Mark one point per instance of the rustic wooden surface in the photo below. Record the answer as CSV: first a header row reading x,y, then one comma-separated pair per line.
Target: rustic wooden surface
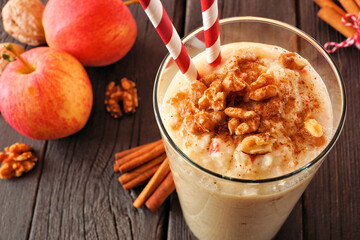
x,y
73,193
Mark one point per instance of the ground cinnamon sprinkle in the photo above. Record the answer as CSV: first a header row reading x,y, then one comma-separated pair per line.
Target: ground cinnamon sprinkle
x,y
247,89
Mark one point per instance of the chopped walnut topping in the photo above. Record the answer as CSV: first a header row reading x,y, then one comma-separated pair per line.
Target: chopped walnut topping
x,y
263,93
16,160
292,61
250,121
313,127
187,107
197,90
258,144
214,97
199,123
127,93
262,88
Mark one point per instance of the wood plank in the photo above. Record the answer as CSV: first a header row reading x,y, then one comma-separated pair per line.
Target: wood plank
x,y
331,202
79,195
193,20
18,195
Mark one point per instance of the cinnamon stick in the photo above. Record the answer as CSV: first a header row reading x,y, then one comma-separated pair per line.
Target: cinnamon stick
x,y
331,4
154,182
161,193
333,18
122,158
141,178
145,157
127,177
350,6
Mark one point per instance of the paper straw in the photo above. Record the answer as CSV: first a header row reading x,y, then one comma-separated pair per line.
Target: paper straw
x,y
161,21
210,16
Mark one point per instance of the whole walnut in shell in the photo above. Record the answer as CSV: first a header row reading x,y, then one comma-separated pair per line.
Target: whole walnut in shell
x,y
20,49
22,19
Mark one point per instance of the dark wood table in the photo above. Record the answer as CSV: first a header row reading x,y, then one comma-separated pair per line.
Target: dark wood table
x,y
73,192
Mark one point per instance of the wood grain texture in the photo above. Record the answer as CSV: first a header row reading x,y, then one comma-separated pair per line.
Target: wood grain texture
x,y
268,9
78,195
331,202
17,196
72,193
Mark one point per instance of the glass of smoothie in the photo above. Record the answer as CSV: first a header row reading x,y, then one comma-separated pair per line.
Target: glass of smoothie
x,y
244,140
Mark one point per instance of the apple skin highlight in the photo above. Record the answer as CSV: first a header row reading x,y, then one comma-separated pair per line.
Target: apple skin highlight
x,y
53,101
97,33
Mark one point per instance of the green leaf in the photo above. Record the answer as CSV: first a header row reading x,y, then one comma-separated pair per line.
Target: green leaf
x,y
7,57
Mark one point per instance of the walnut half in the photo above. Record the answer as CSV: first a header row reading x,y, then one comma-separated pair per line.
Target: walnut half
x,y
242,121
313,127
22,19
126,92
16,160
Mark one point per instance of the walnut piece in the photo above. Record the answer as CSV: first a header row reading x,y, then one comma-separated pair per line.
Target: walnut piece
x,y
258,144
20,49
16,160
231,83
262,88
214,97
313,127
292,61
199,123
242,121
22,19
126,92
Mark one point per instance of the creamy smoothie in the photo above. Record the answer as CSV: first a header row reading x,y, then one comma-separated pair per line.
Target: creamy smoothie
x,y
262,113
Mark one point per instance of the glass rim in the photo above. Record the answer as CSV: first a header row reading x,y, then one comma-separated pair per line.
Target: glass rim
x,y
277,23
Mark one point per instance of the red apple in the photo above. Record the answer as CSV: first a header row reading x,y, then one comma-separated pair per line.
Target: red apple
x,y
51,100
96,32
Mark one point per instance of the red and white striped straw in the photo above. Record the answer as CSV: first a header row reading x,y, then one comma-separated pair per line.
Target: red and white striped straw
x,y
161,21
210,16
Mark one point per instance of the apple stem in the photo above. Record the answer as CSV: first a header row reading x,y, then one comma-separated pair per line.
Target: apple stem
x,y
10,48
129,2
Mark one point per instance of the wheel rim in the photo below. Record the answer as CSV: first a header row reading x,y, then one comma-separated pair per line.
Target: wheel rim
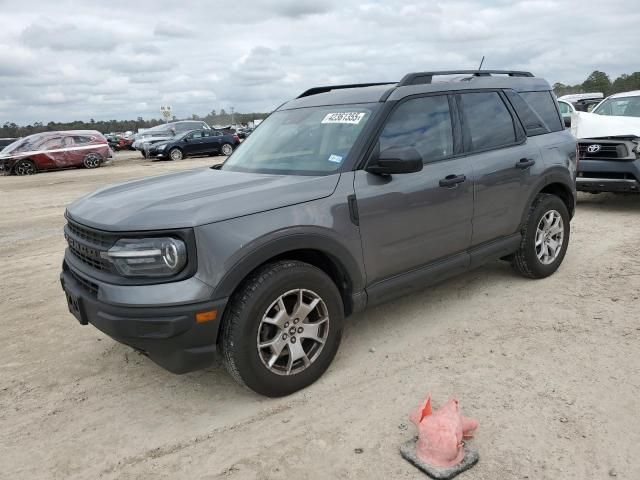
x,y
25,168
92,161
293,332
549,237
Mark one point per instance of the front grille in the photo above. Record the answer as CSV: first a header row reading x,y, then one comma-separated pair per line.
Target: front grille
x,y
87,244
605,151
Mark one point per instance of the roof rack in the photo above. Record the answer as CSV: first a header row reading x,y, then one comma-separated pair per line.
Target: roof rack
x,y
328,88
419,78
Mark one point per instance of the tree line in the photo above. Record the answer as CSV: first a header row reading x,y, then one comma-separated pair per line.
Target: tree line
x,y
600,82
222,118
596,82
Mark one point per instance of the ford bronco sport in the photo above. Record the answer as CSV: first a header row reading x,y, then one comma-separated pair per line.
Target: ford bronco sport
x,y
344,197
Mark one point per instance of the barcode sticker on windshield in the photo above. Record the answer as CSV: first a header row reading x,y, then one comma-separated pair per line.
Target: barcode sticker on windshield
x,y
344,117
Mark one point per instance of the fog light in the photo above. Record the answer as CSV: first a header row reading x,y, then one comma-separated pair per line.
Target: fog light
x,y
208,316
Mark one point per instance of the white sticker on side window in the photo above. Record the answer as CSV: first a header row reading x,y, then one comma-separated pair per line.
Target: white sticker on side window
x,y
344,117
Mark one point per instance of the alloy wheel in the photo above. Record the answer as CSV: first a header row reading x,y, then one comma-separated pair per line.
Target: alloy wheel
x,y
25,168
293,332
549,237
92,160
176,154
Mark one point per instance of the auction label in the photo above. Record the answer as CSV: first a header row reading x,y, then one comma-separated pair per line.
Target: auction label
x,y
344,117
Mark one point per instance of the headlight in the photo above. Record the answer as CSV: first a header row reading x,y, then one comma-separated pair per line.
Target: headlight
x,y
147,257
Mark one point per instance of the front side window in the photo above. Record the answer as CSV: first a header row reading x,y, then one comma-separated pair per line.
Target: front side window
x,y
421,123
52,144
564,108
303,141
488,120
621,106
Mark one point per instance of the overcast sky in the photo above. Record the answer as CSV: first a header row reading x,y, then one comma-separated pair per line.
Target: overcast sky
x,y
65,60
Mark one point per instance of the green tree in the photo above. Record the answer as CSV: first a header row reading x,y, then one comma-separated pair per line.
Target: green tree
x,y
597,82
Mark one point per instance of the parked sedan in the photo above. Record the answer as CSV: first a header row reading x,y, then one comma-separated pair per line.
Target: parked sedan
x,y
53,150
195,142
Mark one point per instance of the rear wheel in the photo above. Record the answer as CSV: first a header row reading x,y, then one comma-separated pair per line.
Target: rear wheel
x,y
545,238
282,328
227,149
25,167
175,154
92,160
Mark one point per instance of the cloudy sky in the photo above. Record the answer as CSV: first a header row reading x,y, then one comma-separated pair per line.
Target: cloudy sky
x,y
64,60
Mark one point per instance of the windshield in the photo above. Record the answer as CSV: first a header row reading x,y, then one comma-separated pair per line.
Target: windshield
x,y
305,141
24,144
621,106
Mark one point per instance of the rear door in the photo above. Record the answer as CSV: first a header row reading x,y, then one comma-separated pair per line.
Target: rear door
x,y
412,220
194,144
505,166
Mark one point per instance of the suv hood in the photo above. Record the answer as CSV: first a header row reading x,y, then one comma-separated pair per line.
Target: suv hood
x,y
592,125
194,197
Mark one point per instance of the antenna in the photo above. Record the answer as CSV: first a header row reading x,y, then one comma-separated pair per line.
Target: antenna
x,y
481,62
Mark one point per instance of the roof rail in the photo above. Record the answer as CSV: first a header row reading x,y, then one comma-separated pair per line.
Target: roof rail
x,y
328,88
419,78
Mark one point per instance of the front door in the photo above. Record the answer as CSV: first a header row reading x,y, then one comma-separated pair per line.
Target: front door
x,y
412,220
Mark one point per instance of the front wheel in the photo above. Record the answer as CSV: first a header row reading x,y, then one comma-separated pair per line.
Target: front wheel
x,y
545,238
282,328
175,154
92,160
227,149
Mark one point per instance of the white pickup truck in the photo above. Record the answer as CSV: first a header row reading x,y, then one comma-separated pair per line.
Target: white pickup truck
x,y
609,145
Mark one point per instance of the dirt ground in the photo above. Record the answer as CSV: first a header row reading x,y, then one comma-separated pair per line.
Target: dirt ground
x,y
550,368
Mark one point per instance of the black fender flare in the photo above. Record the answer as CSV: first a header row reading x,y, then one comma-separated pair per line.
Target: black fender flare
x,y
559,176
278,243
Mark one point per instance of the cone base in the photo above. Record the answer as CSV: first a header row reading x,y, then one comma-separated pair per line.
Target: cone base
x,y
408,452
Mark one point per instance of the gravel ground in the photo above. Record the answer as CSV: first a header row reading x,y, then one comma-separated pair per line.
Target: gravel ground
x,y
550,368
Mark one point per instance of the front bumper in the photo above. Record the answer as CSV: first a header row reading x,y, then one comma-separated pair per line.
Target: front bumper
x,y
168,335
154,152
608,176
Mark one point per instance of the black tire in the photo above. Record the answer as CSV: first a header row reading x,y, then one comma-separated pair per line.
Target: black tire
x,y
175,154
25,167
228,147
242,320
92,160
525,261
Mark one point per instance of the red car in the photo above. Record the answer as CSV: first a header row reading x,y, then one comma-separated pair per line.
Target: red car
x,y
53,150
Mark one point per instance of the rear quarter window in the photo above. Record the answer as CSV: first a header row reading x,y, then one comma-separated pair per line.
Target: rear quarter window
x,y
488,120
544,104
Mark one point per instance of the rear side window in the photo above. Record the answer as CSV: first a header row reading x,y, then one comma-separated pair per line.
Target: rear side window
x,y
488,120
421,123
545,106
531,121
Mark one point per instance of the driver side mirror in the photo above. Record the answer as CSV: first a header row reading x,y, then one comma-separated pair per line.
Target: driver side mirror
x,y
395,160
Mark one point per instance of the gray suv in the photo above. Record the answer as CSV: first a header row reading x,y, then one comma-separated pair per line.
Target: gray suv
x,y
343,198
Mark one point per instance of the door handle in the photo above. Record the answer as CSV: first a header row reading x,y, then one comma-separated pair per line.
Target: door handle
x,y
452,180
525,163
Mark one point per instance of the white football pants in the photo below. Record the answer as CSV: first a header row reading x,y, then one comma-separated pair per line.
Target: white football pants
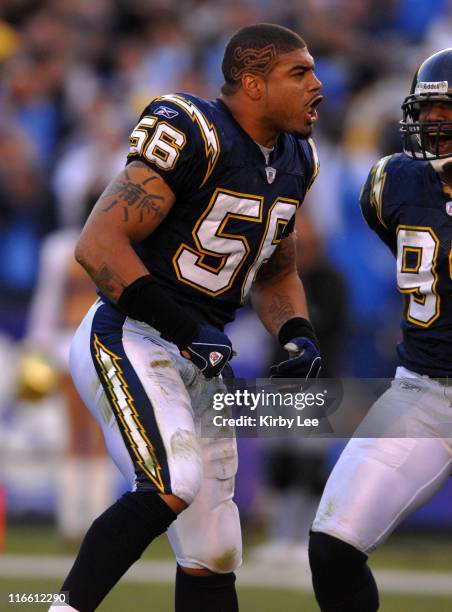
x,y
149,400
378,481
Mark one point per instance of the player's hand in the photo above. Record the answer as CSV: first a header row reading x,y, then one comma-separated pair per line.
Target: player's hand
x,y
210,350
304,360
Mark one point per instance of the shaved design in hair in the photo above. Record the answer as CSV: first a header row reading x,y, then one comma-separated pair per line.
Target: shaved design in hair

**TASK BRIEF:**
Each line from the material above that mentions the word "design" needs to be copied.

**ANSWER TO THIS EXERCISE:**
Mark one point per instance of the shaved design in hair in the photo above. Record the answer as CSV: first a header row reading x,y, then one comma-separated pair per line.
Target: shaved design in hair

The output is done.